• [Problem description]
What are the lines from the one with "pixel 1187 450" through the end of the records below, written out exactly and without the pictures?

• [Dataset]
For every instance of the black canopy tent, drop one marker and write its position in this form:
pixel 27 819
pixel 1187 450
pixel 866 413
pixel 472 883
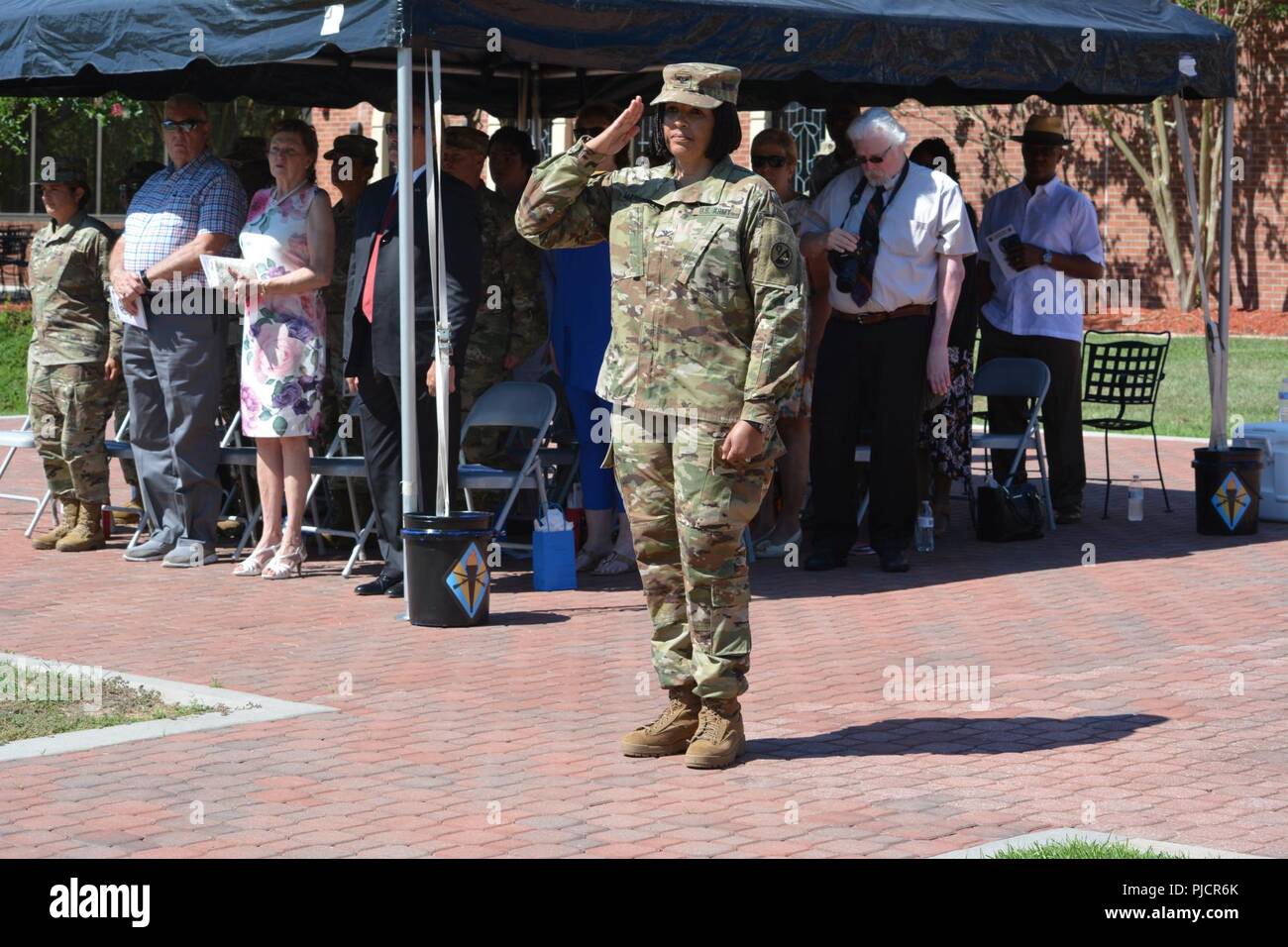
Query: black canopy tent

• [Problem solution]
pixel 1187 450
pixel 866 413
pixel 472 883
Query: black canopy tent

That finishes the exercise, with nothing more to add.